-------- Supplied entries
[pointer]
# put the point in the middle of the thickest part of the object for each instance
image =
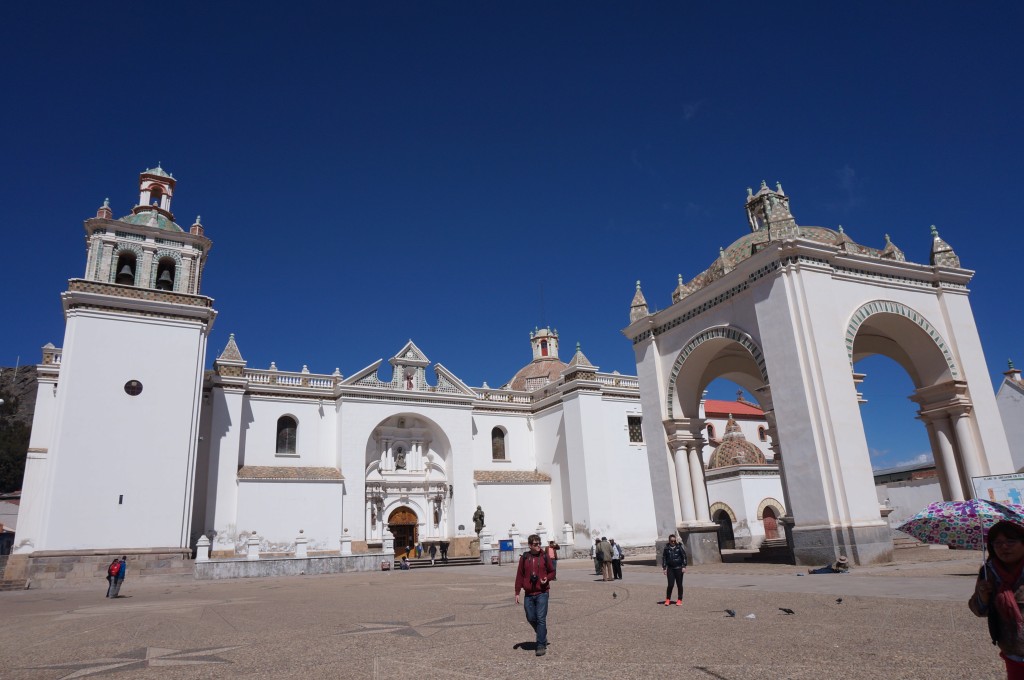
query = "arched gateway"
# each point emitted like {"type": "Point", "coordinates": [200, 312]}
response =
{"type": "Point", "coordinates": [784, 312]}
----------------
**The task**
Output every line of the material above verbatim, leaving out the picture.

**Exercise solution**
[pointer]
# put the point in the middle of the thickest part of the object for each instance
image =
query = "arched gateway"
# each point emitted like {"type": "Point", "coordinates": [200, 312]}
response =
{"type": "Point", "coordinates": [784, 312]}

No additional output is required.